- [TASK INSTRUCTIONS]:
1 > Duplicate part of the project summary word for word, starting at the words "Current approaches for" and stopping after "of single chains.".
2 > Answer from the project summary, one line per answer:
(a) In which three fields would engineered self-assembled protein complexes enable a wide range of applications?
(b) Which shortcoming of rationally designed protein containers is named first?
(c) Why do current methods offer only a very limited pool of building blocks for container design?
3 > Supply the next part of the project summary on shape-directed protein assembly design, picking up after its final sentence.

PROVIDED TEXT Block Start

Teaser, summary, work performed and final results

Periodic Reporting for period 1 - 3DPROTEINPUZZLES (Shape-directed protein assembly design)

Teaser

Summary

Large protein complexes carry out some of the most complex functions in biology. Such structures are often assembled spontaneously from individual components through the process of self-assembly. If self-assembled protein complexes could be engineered it would enable a wide range of applications in biomedicine, nanotechnology and materials science. These include targeted delivery of protein drugs into cells and specific compartments in cells, nanoreactors for efficient synthesis molecules using enzymes and synthesis of highly uniform nanoparticles. Such advances would be highly beneficial in developing new approaches for medical treatment and ecologically sustainable production of chemicals.

Current approaches for protein self-assembly design does not result in the assemblies with the required structural complexity to encode many of the sophisticated functions found in nature. Although impressive-looking protein containers have rationally been designed they have shortcomings such as large pores on the surface and lack of mechanism to assemble and disassemble the containers when loading them with molecules. Current methods also provide a very limited pool of building blocks for design of containers because the design starts from protein complexes, which are not as abundant as proteins consisting of single chains.

PROVIDED TEXT Block End
DATASET EXCERPT Block Start

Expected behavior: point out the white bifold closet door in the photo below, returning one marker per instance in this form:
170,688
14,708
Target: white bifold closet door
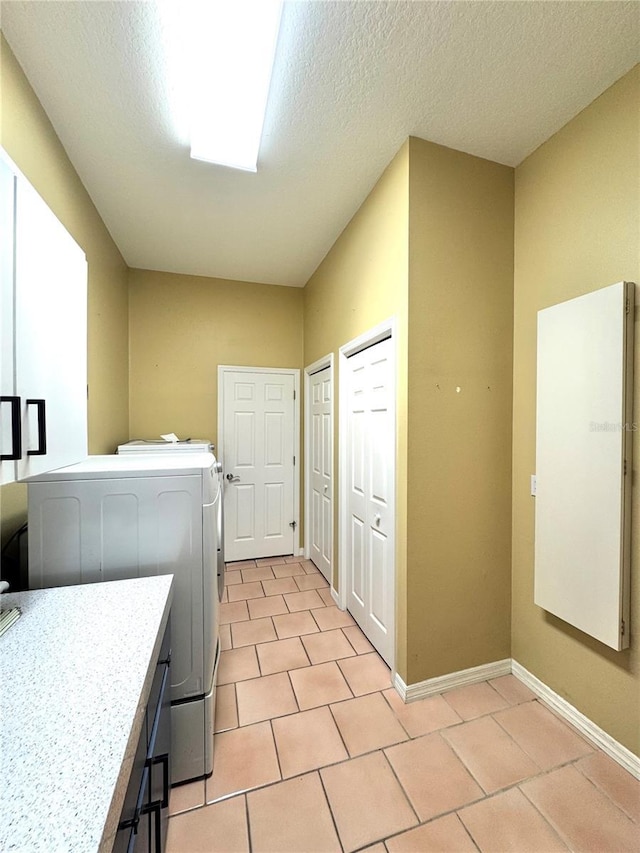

DATASET EXCERPT Block End

- [PER-TASK ANSWERS]:
1 >
Current approaches for protein self-assembly design does not result in the assemblies with the required structural complexity to encode many of the sophisticated functions found in nature. Although impressive-looking protein containers have rationally been designed they have shortcomings such as large pores on the surface and lack of mechanism to assemble and disassemble the containers when loading them with molecules. Current methods also provide a very limited pool of building blocks for design of containers because the design starts from protein complexes, which are not as abundant as proteins consisting of single chains.

2 >
(a) Biomedicine, nanotechnology and materials science.
(b) Large pores on the surface.
(c) Because the design starts from protein complexes, which are not as abundant as proteins consisting of single chains.

3 >
In this project, we propose a new protein design paradigm, shape directed protein design, in order to address shortcomings of the current methodology. The proposed method combines geometric shape matching and computational protein design. Using this approach, we will de novo design assemblies with a wide variety of structural states, including protein complexes with cyclic and dihedral symmetry as well as icosahedral protein capsids built from novel protein building blocks. The design efforts is also supported by the development of a high-throughput method to measure the stability of containers directly in cells, without having to purify them. This enables screening of thousands of protein variants and the possibility to improve designed proteins by mimicking evolution.

Work performed

The first 18 months of this project has focused on developing the fundamental tools required to carry out the goals of this project. On the computational side we have developed methods for geometrical shape matching and comparison between matched proteins. We have also developed tools for design of proteins in the framework of the Rosetta macromolecular modelling package, the preeminent method for computational protein design. This include methods to model the complex symmetry of protein containers and approaches to carry out efficient molecular docking of proteins with this type of symmetry.

On the experimental side we have developed a pipeline for screening of protein variants in terms of stability inside bacterial cells. This involves developing methods for DNA library generation and bacterial cell sorting. We are now testing a first iteration of the method on simpler model system, including monomeric proteins.

A software for geometric alignment of proteins identified in with shape-matching techniques is being finalized and a manuscript will be submitted shortly about this. The graphical software, called ZEAL, will be released shortly as an open source program that can be installed on mac and pc.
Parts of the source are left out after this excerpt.